Directions for this task: Render the lines of the data below as a numbered list, skipping blank lines and leaving out the pictures.

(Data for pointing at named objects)
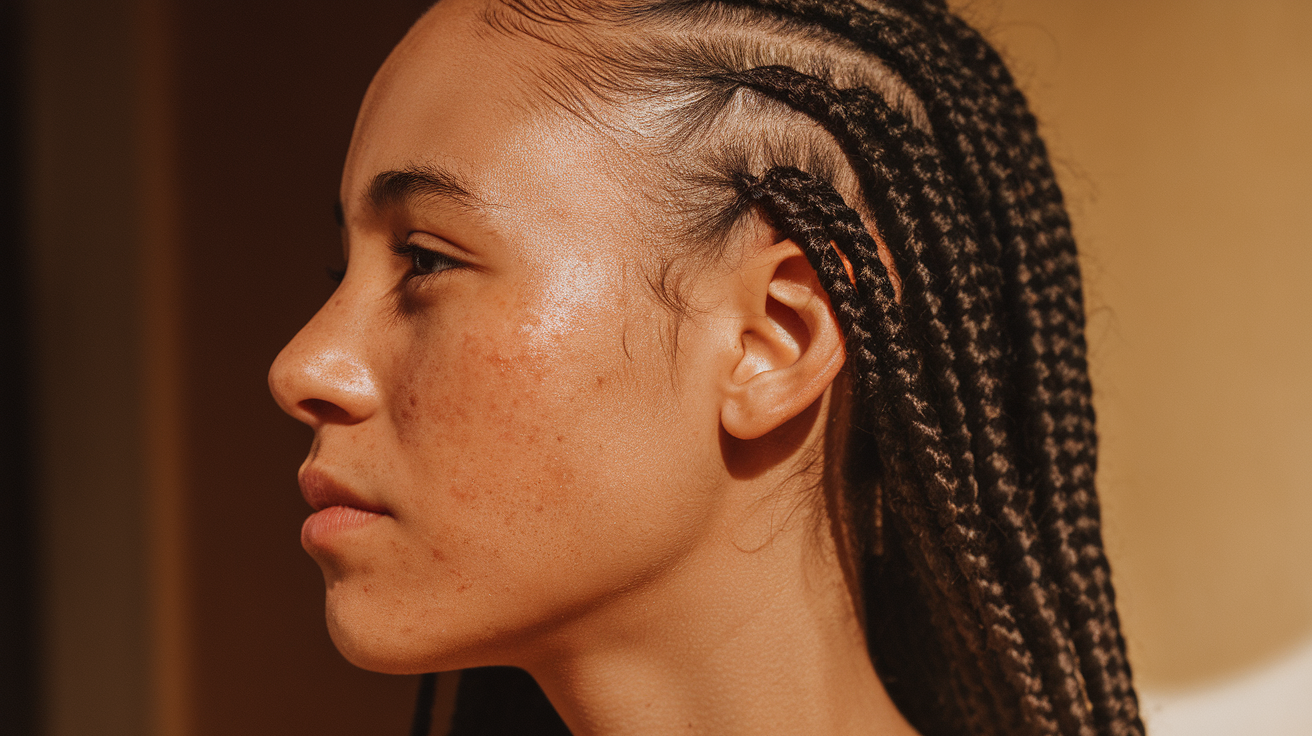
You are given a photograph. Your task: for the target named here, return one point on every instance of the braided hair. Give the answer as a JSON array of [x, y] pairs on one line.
[[890, 142]]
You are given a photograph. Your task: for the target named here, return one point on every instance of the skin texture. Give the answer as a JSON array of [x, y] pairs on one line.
[[525, 470]]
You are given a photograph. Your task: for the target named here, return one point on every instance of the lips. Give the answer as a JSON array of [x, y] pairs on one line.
[[337, 511], [322, 492]]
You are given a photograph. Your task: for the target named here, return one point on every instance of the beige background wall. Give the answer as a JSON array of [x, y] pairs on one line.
[[1182, 134]]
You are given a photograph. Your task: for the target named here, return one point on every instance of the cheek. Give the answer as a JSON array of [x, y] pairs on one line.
[[522, 457]]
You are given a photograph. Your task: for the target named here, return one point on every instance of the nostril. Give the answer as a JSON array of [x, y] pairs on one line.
[[326, 412]]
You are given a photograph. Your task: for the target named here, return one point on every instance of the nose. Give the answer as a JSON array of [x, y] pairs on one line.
[[323, 377]]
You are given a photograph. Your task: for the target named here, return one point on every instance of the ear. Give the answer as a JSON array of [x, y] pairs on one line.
[[791, 344]]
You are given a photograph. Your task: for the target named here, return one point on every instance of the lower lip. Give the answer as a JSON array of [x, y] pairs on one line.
[[326, 524]]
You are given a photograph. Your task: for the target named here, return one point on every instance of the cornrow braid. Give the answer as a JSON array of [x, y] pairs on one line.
[[999, 480], [989, 609], [890, 374], [1008, 177]]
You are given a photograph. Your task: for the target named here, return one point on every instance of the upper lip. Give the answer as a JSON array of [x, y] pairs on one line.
[[320, 491]]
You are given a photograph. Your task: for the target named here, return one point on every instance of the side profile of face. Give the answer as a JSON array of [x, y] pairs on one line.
[[505, 442]]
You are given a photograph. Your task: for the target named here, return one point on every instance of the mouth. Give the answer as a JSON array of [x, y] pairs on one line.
[[323, 492], [337, 511]]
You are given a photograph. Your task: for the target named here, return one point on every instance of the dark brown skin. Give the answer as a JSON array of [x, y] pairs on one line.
[[518, 470]]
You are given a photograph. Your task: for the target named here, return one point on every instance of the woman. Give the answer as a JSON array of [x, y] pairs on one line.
[[718, 364]]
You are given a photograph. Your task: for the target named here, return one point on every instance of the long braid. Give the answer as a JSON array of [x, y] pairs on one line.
[[1072, 505], [971, 402], [978, 354], [959, 517], [1039, 228]]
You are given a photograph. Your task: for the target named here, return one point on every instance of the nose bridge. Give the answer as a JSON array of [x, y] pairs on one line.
[[324, 374]]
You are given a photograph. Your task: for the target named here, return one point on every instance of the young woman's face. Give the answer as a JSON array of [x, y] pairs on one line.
[[504, 444]]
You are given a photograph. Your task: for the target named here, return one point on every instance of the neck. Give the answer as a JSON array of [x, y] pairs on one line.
[[755, 633]]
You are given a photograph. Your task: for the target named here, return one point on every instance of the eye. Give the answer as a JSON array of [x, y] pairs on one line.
[[424, 261]]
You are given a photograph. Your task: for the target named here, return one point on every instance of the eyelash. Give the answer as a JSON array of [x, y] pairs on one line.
[[423, 260]]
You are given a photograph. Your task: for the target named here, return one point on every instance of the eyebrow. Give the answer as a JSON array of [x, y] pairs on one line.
[[403, 186]]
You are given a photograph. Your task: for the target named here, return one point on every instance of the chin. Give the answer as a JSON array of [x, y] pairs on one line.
[[389, 640]]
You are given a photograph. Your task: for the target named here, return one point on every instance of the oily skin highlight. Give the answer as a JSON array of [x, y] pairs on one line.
[[558, 488]]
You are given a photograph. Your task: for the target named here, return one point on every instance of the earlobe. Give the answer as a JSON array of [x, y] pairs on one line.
[[791, 344]]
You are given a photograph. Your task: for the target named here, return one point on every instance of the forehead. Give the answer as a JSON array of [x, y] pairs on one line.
[[436, 99]]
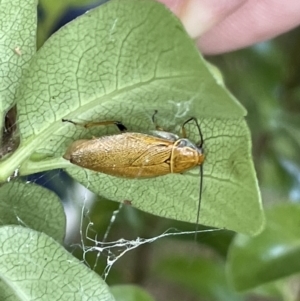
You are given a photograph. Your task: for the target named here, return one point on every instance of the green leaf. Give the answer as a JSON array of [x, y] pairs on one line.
[[32, 206], [130, 293], [271, 255], [35, 267], [52, 11], [205, 278], [122, 61], [17, 45]]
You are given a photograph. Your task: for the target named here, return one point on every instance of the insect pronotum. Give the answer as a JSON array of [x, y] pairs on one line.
[[137, 155]]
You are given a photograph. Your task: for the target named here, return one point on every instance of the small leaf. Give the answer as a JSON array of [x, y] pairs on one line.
[[35, 267], [272, 255], [130, 293], [17, 45], [32, 206], [122, 61]]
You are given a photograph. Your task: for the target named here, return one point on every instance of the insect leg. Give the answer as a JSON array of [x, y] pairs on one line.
[[120, 125], [153, 120], [184, 135], [200, 146]]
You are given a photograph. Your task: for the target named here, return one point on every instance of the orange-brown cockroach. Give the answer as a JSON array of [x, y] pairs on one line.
[[137, 155]]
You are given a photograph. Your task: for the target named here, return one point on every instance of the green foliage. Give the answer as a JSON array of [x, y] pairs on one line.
[[35, 267], [88, 70], [32, 206], [122, 61], [271, 255]]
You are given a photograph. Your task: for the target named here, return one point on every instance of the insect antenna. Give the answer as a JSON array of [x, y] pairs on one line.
[[200, 146]]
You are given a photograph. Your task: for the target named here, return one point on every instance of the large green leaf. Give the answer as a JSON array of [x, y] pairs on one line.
[[122, 61], [271, 255], [35, 267], [17, 45], [32, 206]]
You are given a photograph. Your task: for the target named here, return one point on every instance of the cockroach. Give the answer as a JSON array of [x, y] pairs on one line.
[[135, 155]]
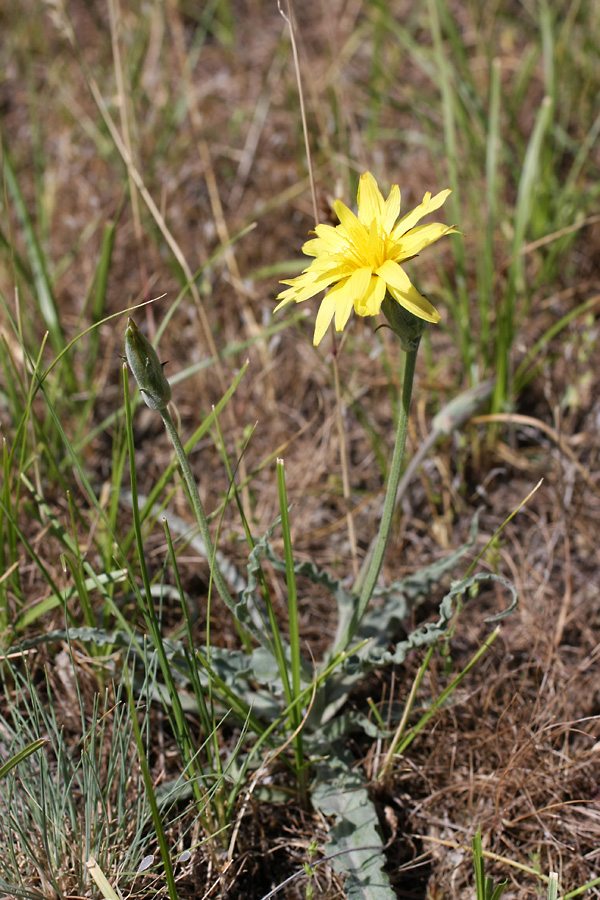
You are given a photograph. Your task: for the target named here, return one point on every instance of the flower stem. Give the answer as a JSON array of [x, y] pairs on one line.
[[366, 584]]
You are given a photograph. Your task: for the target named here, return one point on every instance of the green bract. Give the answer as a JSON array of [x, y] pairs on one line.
[[146, 368]]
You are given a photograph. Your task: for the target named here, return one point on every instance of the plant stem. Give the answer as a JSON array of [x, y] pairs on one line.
[[367, 585]]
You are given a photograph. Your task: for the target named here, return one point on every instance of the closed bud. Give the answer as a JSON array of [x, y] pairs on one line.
[[146, 368]]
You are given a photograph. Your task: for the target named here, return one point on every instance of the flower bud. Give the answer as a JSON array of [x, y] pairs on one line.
[[146, 369]]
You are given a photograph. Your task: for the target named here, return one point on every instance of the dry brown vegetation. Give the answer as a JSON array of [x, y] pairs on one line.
[[216, 136]]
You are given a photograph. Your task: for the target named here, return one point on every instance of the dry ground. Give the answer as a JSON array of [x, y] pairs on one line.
[[517, 750]]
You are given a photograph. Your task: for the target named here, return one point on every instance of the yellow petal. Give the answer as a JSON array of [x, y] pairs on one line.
[[394, 275], [324, 316], [391, 209], [349, 226], [304, 290], [370, 304], [428, 204], [343, 308], [370, 201], [422, 236]]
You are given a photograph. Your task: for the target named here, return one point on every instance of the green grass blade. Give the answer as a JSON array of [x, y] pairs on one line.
[[43, 289]]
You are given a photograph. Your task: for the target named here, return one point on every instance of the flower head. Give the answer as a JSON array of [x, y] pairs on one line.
[[359, 259]]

Written response:
1. You are given a photograph. Your task: for the target named here, return one point on every instance of the braided hair. Give the answer as a JSON array of [x, y] pairs on one line.
2. [[890, 142]]
3. You are given a photograph. Your task: for the target named here, return one point on every instance of the skin texture. Give the answer as a JSON array of [x, y] pairs on one line.
4. [[525, 470]]
5. You are given a photograph. Your task: for the target named here, return one point on every instance of the lips. Give the answer as a JSON array of [x, y] pairs on one line.
6. [[337, 511], [322, 492]]
7. You are given a photograph. Your task: for the target named here, return one point on every instance of the beige background wall. Give the answer as a JSON array of [x, y] pairs on one line.
8. [[1182, 134]]
9. You are given a photograph. Your task: for the target named here, return one point on every instance of the cheek. Give the answer as a JSON array of [x, y] pairs on one line.
10. [[522, 457]]
11. You are given a photograph. Your task: for the target named here, return one point on every instance of the nostril. Give the answer as a JSON array of [x, y] pairs on one line.
12. [[326, 412]]
13. You are given a photograph. Your task: for the target named here, return one point on every instance of the nose. Give the answer as a JSON array of [x, y] pairs on one line.
14. [[323, 377]]
15. You are given a photograph. Your task: for the target named here, return one point on every instance of the ear. Give the answer as a JSON array of [x, y] pairs on one line.
16. [[791, 344]]
17. You are given a photograph. Your task: for the target named here, return one point on every instance of the lower lip. Give the answer as a JSON array of [x, y] pairs on one line.
18. [[326, 524]]
19. You are given a photograph. Your task: for the target named here, return one point on every instance of the cornrow braid. Give the answer as a JSON array of [x, y] pairs on one line.
20. [[999, 480], [989, 609], [890, 374], [1008, 177]]
21. You are given a photograph. Your task: for the target named here, return one point on every instance of the upper lip. Give the answer as a JSON array of [x, y] pairs on one line.
22. [[320, 491]]
23. You are given a photograph. Your task: for the target named here, return one point on every instance of the side profile of face. Give the answer as a JSON array of [x, y] pairs on one line.
24. [[505, 442]]
25. You are given a photograph. Your task: for the target named here, return one point on every instance of the mouth. Give the answer as a JSON array of [x, y] pairs on one line.
26. [[323, 492], [337, 511]]
27. You are given a photograph. Your task: for the target named here, return one point on every instance of the dark brown skin. Give the answer as a JSON array of [x, y] pairs on one line.
28. [[518, 470]]
29. You are given a photograph. Your task: for the target named here, return one point on every instance of the woman. Give the answer as a JSON array of [x, y] pairs on one line.
30. [[718, 364]]
31. You are given a photograph. Your task: for the target named here, return one point on every instance of the long braid. Give the answer as a JSON array of [x, y] pairs on one line.
32. [[1072, 505], [971, 402], [978, 354], [959, 517], [1039, 228]]
33. You are given a photograph. Your task: for the target named here, return one point on every instance of the nose bridge. Give the answer as a JSON array of [x, y] pairs on one line.
34. [[324, 374]]
35. You are given a photograph. Your task: for the target named here, return one point on every instance of the young woman's face. Give the answer as a JSON array of [x, y] pairs on one line.
36. [[504, 444]]
37. You are given a photograph. Your task: for the target named here, return one point on every instance of the neck. Give the answer as a JSON array of [x, y] pairs on one line.
38. [[755, 633]]
39. You are given a photograph. Your task: for the target named here, return one point on every instance of the eye. Give the answer as a JSON array of [x, y] pairs on one line.
40. [[424, 261]]
41. You are given a photograph. Your task: for the target named here, return one point on every instance of the eyelash. Give the answer as a JSON array of [x, y] pairs on one line.
42. [[423, 260]]
43. You are given a photograph. Your task: for the target named here, return one point on every instance of the eyebrow. Give the answer as a JSON array of [x, y] pairs on one line.
44. [[403, 186]]
45. You are given a photograph. Your task: for the target named here, return one point on every instance of the chin. Give the answer as a JSON array of [x, y] pairs on one line.
46. [[389, 640]]
47. You are given a photograph. Your task: for the target named here, return one point on every instance of the oily skin highlight. Give the answer as a JSON array of [x, y] pairs on one line.
48. [[558, 488]]
49. You are given a photograph. Your task: for the target named here, return one point on every instance of the earlobe. Give the answer as a JSON array of [x, y] pairs on one line.
50. [[791, 344]]
51. You are given a photograph. Your task: for the target named here, return one point on every instance of the forehead. Give the answer as a JSON array of [x, y] pairs on one line.
52. [[436, 99]]
53. You are given a photograph. Your task: for the target named here, return one point on every instance of the green leaf. Give the answer as a JSON array of [x, y] pairs on one line.
54. [[32, 206], [130, 293], [271, 255], [35, 267], [52, 11], [205, 278], [122, 61], [17, 45]]
55. You are given a photograph. Your task: for the target named here, return one point on every instance of the insect pronotum. Give the answer as a JSON array of [x, y] pairs on one line.
56. [[137, 155]]
57. You are given a photograph. Your task: for the target named here, return one point on every instance of the small leaf. Give the answer as a JSON array of [x, y] pairs on one line.
58. [[35, 267], [272, 255], [130, 293], [17, 45], [32, 206], [122, 61]]
59. You are given a photograph. Your task: for the target named here, return one point on every instance of the insect leg. Give the answer as a JSON array of [x, y] pairs on one line.
60. [[120, 125], [153, 120], [184, 135], [200, 146]]
61. You are given a photograph. Your task: for the target named here, return one point on every instance of the orange-brown cockroach. Give the answer as a JSON array of [x, y] pairs on one line.
62. [[137, 155]]
63. You are given a photograph. Your task: for the target named here, return one point on every instance of the green foliage. Give the answer as a JSON array of [x, y] pairs on one line.
64. [[35, 267], [88, 70], [32, 206], [122, 61], [271, 255]]
65. You are given a photograph. Your task: for the target named here, return one point on every instance of the insect antenna. Give the answer as a JSON array of [x, y] pairs on one line.
66. [[200, 146]]
67. You are given a photograph. Your task: for the target named here, return one point on every instance of the large green leaf. Give the answer as a JSON array of [x, y] pairs on one line.
68. [[122, 61], [271, 255], [35, 267], [17, 45], [32, 206]]
69. You are given a photograph. Your task: for the target named here, return one point on every instance of the cockroach. Give the answer as a JSON array of [x, y] pairs on one line.
70. [[135, 155]]
71. You are given a photograph. Your task: for the target named here, return one point on every instance of the flower stem. Give the answer as a JSON array of [x, y] pairs on one line.
72. [[366, 584]]
73. You are given a photograph. Your task: for the target named here, return one point on every instance of the green bract. Give the answer as a JSON array of [x, y] pairs on one line.
74. [[146, 368]]
75. You are given a photograph. Your task: for the target named here, return one point on every instance of the plant stem. Give the answer as a JSON array of [x, y] pairs on one line.
76. [[367, 585]]
77. You are given a photograph. Your task: for the target named here, return one point on every instance of the closed bud. Give the answer as a JSON array of [x, y] pairs on one line.
78. [[146, 368]]
79. You are given a photograph. Your task: for the target named here, return one point on every instance of the flower bud. Give the answer as a JSON array of [x, y] pairs on one line.
80. [[146, 369]]
81. You are given a photograph. Your task: for the target named here, return one point on every instance of the dry brown vegetation. Give the answer as a JSON array of [x, y] pairs on one line.
82. [[216, 136]]
83. You are given a photograph. Your task: for the target named here, return one point on every instance of the dry ground. Give the answer as a JSON array of [x, y] pairs on one line.
84. [[517, 750]]
85. You are given a photograph. Your task: for the target named here, return one point on every instance of the yellow petal. Give the answer as a JSON array of [x, y] pairs on one line.
86. [[394, 275], [324, 316], [391, 209], [349, 226], [304, 290], [370, 304], [428, 204], [343, 308], [370, 201], [422, 236]]
87. You are given a photograph. Your task: for the target named here, return one point on every instance of the green grass blade. Give the answer as a JSON array of [x, y] pairs on one line.
88. [[43, 289]]
89. You are given a photograph. Your task: for the target named here, return one point on every instance of the flower head. Give the answer as a JSON array of [x, y] pairs on one line.
90. [[359, 259]]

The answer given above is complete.